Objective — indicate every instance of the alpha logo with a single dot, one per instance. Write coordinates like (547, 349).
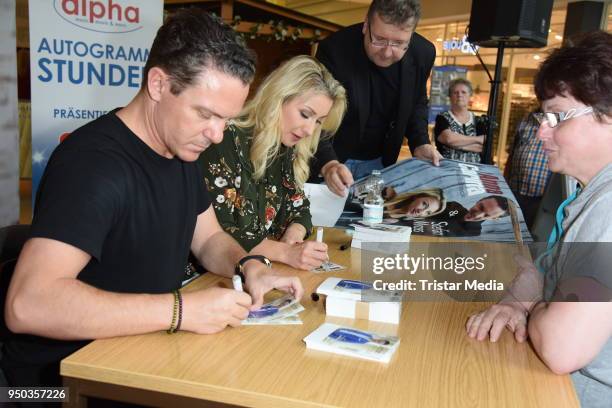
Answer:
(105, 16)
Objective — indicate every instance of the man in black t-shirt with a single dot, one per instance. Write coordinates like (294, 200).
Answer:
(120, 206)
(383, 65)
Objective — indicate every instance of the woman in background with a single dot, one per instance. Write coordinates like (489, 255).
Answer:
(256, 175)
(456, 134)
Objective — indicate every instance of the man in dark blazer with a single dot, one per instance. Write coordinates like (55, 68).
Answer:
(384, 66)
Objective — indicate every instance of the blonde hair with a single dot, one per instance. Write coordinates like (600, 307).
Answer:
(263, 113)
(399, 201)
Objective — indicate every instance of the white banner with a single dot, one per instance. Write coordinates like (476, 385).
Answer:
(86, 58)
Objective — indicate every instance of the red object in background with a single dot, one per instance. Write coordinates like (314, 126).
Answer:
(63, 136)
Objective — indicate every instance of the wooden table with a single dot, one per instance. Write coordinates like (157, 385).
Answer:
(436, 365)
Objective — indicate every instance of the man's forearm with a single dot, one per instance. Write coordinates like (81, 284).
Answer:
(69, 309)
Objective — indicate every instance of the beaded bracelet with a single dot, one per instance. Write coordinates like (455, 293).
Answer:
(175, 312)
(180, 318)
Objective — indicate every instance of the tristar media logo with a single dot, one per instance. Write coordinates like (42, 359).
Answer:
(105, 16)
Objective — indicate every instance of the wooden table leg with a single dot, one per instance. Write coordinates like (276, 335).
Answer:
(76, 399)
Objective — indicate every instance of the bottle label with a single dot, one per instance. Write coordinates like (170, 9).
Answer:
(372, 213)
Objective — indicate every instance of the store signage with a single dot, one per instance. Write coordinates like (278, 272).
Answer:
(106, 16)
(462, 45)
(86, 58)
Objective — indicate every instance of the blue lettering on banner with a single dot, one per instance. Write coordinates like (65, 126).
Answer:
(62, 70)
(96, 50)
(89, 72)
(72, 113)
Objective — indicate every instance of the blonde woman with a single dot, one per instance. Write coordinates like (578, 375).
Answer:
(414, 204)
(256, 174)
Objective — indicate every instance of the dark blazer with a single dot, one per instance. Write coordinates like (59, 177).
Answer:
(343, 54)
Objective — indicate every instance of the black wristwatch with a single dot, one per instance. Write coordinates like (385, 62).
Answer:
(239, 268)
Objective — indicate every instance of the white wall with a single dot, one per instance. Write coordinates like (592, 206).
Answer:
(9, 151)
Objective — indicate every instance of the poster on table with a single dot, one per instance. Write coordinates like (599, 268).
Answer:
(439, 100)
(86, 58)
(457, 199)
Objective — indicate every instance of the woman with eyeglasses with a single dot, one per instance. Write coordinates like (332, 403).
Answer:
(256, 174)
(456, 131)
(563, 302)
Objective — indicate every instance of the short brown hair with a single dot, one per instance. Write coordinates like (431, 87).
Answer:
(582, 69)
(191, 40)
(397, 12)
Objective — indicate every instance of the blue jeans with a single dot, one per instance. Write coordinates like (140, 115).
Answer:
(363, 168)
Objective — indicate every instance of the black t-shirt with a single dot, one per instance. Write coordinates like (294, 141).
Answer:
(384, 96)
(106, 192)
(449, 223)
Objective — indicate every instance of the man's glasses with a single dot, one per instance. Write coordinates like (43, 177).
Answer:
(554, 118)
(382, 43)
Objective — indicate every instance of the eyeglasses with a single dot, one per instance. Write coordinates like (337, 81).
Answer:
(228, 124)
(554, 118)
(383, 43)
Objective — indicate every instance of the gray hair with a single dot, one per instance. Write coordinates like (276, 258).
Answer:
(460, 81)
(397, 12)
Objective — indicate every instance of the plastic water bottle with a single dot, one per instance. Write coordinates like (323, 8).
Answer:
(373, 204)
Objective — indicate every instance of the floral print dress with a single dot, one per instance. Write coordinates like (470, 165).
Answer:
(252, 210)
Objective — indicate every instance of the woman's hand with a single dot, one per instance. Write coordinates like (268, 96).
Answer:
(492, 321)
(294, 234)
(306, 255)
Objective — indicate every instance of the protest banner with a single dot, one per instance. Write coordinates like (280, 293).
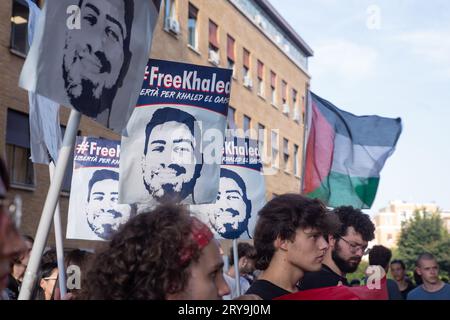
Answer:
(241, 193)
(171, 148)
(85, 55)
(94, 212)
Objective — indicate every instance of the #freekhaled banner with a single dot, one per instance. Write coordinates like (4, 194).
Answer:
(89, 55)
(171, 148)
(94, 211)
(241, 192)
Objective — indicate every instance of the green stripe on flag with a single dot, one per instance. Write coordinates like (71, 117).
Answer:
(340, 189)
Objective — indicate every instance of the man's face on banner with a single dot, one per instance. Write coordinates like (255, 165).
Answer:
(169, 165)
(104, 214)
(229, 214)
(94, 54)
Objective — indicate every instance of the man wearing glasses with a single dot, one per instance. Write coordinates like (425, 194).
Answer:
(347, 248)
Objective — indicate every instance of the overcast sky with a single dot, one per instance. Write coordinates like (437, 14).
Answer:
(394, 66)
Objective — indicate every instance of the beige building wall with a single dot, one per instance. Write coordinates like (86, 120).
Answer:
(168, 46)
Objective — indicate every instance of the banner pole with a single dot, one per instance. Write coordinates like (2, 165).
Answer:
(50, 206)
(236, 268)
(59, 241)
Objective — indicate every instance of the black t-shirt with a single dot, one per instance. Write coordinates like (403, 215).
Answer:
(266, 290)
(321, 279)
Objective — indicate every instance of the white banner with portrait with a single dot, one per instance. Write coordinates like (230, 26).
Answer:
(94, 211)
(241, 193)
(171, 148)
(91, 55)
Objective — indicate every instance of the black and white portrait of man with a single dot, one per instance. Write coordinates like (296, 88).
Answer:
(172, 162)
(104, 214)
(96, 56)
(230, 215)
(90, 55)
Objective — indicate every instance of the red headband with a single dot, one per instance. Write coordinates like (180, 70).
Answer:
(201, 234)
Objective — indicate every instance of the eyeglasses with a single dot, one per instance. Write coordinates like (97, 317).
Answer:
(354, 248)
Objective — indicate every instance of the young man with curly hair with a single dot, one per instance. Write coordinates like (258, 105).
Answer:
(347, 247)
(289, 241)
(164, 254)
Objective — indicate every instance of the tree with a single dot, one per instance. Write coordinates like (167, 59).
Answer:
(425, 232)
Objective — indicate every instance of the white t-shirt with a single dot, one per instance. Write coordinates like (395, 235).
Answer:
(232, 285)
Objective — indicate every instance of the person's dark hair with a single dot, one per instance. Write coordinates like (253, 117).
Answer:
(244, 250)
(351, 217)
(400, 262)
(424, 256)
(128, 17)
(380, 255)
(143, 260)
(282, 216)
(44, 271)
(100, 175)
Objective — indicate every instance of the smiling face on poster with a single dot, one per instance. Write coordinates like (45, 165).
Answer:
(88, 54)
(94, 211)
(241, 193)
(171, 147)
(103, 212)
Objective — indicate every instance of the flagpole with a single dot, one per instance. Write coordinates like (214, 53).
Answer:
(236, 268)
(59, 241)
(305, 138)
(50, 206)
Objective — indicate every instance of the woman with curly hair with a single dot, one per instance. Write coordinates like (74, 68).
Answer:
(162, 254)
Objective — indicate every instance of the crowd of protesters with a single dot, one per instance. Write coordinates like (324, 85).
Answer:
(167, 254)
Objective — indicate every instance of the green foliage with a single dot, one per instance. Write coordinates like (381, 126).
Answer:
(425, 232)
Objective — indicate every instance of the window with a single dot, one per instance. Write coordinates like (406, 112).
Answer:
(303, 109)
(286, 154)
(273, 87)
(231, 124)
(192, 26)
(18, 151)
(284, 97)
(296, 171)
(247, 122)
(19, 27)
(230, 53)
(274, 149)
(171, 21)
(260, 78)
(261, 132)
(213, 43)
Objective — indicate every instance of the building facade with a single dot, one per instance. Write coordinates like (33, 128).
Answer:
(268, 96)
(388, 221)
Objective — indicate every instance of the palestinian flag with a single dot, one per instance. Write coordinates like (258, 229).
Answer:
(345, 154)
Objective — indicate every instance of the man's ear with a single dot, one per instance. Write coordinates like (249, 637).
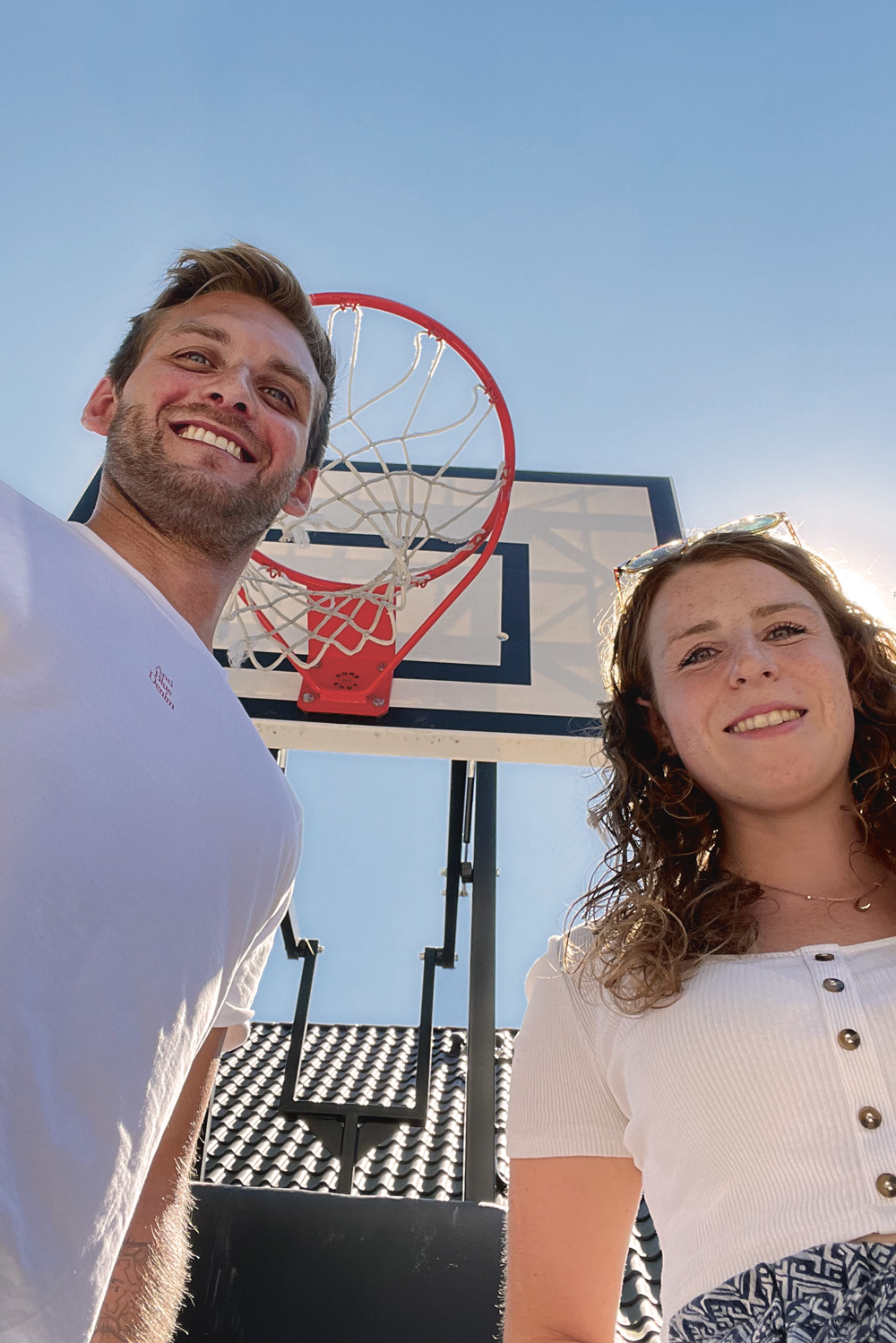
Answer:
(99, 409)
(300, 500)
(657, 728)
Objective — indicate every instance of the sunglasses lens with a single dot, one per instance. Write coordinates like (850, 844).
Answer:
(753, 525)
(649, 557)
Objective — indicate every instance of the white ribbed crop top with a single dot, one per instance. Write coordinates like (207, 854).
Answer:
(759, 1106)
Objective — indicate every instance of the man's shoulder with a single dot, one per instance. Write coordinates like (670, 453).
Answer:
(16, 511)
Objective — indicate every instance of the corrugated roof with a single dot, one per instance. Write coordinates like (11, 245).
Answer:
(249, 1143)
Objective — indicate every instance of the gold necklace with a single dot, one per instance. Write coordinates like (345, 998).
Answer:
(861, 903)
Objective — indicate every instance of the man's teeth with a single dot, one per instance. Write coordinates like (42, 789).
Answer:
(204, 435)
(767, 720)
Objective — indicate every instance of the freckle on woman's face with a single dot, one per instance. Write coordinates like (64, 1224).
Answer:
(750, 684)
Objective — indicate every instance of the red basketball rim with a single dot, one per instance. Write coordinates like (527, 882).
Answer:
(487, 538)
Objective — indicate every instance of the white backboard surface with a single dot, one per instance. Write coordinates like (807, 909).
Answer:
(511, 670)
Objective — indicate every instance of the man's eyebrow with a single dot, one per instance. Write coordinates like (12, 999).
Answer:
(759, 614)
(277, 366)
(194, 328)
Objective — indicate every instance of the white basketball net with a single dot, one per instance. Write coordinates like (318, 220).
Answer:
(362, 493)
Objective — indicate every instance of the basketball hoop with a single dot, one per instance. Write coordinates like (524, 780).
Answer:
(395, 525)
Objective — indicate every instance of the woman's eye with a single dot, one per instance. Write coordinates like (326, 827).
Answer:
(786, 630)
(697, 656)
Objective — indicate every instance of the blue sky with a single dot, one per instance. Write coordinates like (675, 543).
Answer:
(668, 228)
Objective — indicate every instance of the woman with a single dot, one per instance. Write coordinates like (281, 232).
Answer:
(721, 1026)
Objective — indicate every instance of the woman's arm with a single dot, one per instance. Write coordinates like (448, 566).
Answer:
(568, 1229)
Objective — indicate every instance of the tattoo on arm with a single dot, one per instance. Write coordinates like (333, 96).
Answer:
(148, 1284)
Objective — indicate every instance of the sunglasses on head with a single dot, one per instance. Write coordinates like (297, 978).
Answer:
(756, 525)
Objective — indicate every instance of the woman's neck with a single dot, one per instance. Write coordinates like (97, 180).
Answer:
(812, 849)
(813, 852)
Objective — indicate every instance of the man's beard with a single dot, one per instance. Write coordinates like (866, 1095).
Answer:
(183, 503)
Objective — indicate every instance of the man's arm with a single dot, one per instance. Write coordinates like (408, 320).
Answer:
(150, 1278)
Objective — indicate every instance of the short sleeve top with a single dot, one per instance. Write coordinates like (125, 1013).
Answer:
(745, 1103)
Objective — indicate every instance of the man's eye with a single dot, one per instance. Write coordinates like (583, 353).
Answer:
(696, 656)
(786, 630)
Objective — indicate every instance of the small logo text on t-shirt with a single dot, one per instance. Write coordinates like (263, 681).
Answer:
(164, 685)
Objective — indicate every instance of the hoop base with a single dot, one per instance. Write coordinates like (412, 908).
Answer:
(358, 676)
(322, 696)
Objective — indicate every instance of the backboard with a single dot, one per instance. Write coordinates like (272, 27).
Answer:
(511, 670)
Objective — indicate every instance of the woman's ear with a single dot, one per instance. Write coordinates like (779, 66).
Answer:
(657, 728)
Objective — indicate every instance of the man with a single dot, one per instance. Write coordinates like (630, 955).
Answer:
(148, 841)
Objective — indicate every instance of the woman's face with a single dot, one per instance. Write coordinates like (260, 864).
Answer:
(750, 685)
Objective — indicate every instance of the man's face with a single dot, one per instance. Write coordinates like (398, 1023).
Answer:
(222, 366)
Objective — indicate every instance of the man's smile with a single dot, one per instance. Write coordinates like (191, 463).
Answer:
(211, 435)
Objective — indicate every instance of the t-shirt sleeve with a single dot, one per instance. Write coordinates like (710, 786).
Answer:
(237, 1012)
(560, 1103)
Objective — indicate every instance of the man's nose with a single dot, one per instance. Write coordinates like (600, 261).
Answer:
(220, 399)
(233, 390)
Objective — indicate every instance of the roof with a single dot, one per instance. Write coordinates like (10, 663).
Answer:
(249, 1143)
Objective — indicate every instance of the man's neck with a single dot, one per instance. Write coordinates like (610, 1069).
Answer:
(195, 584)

*****

Within the listing, how many lines hold the string "building"? Answer with the number alone.

» **Written response**:
2